[Referring expression data]
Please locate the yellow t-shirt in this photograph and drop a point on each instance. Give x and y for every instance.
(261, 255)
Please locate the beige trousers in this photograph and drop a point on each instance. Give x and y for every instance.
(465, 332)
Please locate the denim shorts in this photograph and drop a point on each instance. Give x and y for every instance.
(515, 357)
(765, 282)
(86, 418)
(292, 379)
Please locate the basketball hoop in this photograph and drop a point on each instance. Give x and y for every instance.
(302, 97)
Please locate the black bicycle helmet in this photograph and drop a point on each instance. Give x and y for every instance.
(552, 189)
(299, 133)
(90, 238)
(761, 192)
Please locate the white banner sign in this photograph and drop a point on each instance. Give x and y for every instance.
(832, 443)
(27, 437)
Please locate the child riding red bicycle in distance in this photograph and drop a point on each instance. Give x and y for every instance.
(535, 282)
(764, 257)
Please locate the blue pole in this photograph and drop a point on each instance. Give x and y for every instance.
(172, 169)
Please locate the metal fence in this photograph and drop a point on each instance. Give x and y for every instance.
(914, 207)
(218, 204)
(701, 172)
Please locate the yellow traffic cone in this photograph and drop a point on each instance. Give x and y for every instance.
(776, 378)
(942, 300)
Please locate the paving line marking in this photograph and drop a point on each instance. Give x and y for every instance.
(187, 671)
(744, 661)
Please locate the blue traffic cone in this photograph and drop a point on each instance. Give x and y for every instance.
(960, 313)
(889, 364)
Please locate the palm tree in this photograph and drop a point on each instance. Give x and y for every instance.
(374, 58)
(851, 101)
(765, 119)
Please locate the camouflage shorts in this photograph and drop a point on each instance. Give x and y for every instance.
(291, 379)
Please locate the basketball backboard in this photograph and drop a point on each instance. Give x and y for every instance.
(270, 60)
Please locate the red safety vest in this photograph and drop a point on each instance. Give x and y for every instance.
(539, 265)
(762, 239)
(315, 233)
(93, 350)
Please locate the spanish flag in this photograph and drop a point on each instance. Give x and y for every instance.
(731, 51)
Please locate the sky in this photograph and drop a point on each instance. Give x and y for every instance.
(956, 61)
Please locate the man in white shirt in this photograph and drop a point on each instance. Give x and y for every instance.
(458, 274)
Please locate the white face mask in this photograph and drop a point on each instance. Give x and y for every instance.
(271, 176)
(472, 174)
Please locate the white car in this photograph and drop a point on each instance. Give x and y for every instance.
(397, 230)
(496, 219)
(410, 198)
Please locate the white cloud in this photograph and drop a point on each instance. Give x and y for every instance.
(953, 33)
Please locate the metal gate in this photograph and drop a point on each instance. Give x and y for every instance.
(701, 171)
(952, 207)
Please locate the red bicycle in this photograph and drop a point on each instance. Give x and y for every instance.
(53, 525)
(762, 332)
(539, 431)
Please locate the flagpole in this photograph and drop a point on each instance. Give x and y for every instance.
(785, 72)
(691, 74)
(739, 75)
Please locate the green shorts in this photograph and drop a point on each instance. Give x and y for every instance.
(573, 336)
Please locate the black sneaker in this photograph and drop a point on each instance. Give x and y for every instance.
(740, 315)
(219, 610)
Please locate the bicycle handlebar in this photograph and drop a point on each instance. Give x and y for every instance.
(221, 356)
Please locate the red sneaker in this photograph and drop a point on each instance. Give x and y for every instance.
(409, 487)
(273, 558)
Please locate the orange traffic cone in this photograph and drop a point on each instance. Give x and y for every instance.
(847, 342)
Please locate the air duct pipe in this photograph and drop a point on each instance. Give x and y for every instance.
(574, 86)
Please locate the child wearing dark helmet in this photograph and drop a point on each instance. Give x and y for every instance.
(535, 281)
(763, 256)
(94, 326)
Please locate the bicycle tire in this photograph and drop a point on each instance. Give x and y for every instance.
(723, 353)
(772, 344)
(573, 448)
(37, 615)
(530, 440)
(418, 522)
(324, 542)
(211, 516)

**Task:**
Only an exact copy of the data above will do.

**Answer for this exercise:**
Please locate the yellow t-shirt in this photograph and drop a point on each instance. Give x and y for every instance.
(261, 255)
Please locate the beige trousers in this photograph and drop a point on each instance. Give x and y for every instance.
(465, 332)
Please locate the denim shorts in this photograph and drop a point on each instance. Give x and y for every instance.
(515, 357)
(765, 282)
(86, 418)
(292, 379)
Please locate the basketball hoop in this photograph and drop a point on each instance. Give x and y for every instance.
(302, 97)
Please locate the black bicycle helmet in this photograph and drop a point on each instance. Give x and y for every instance.
(552, 189)
(299, 133)
(90, 238)
(761, 192)
Please locate the white banner sign in this photograph and drop a point on each instance. Give x and y for every instance.
(832, 443)
(27, 437)
Please locate the child riding red bicycle in distance in this photograph and drop a point on each instance. Give x and y for every instance.
(535, 282)
(764, 257)
Please locate the blue pole in this photograph and drop a point on each instance. Give x and y for every instance.
(172, 169)
Please locate the metal fence in this photograph and drop a point on each instance. Give x and y for every instance.
(914, 207)
(218, 204)
(701, 172)
Please locate the yellow traffic cone in this photograph and drop a point on each instance. Give x and y for every instance.
(776, 378)
(942, 300)
Please locate the paving line marking in this photograph and drop a point on each instance. Give x and y for every instance.
(187, 671)
(744, 661)
Please locate the blue traffic cone in this photograph and drop a point on each instance. Give x and y for every instance.
(960, 313)
(889, 364)
Please locate the palm tree in this photograph and drop a point on each instance. Give x and y for every instance.
(374, 58)
(851, 101)
(765, 119)
Please locate the camouflage shorts in this photograph and drop a point on each instance. Give x and y for every instance.
(291, 379)
Please locate the basketball backboard in this photograph and drop a point on each instance. Give x and y for every instance.
(270, 60)
Please locate the red safety vest in this photograph and drop a point on each instance. Give x and y for every instance.
(539, 265)
(762, 239)
(315, 233)
(93, 350)
Please locate the spanish flag in this photograph and drop a point on each instance. Give x and y for every instance.
(731, 51)
Please locate the sky in this photograph and drop a point on each instance. Give x and y for every instance.
(956, 61)
Please locate the man in white shirt in this photograph and drop a point on each instance. Give x and y for every instance.
(458, 274)
Please locate the white face mask in this photograph and drop a point on each instance. Give x and y for every instance.
(271, 176)
(472, 174)
Please locate the white car in this photograph and drop a point on each instance. Give x and y for every instance.
(397, 230)
(496, 219)
(410, 198)
Please locate the white cloud in this photograph and drop a point on each instance. Give x and y for every instance.
(953, 33)
Please locate the metal gate in this photograph and drop a point on each instance. Give x and y for every instance.
(701, 171)
(952, 207)
Please locate the red bicycle in this photograph and drop a point on each instance. Give x and y for every instance.
(53, 525)
(762, 332)
(539, 431)
Please locate the flagpole in this photograph and drop a point on each instance. Give x and y for every instance.
(785, 72)
(691, 74)
(739, 75)
Please locate the green shorts in this photograph and drop a point on each instance. Give x and y for every instance.
(573, 336)
Please locate the black sneaker in this photograph and drop a point on each instance. Give x and y for every instance.
(740, 315)
(219, 610)
Please locate the bicycle handlebar in this photograph and drop a point on each instance. Give x and y for every instance.
(221, 356)
Please locate the red sneaker in this photograph and drop a point on each instance. Give x and y for every instance.
(409, 487)
(273, 558)
Please locate the orange traffic cone in this photograph and drop a point on each instance. Give x and y for every instance.
(847, 342)
Please locate the air duct pipe in this photograph and drop a point on each instance. Give x and y for every instance.
(574, 86)
Please locate the child wearing dark helmet in this photograph and drop a point on each instance. Give x and y for every instance.
(535, 281)
(763, 256)
(94, 326)
Please locate the bicycle tire in this photograph and drop a point on each instance. Give x and y for every instance.
(723, 353)
(772, 344)
(573, 448)
(37, 615)
(530, 440)
(418, 522)
(324, 542)
(211, 516)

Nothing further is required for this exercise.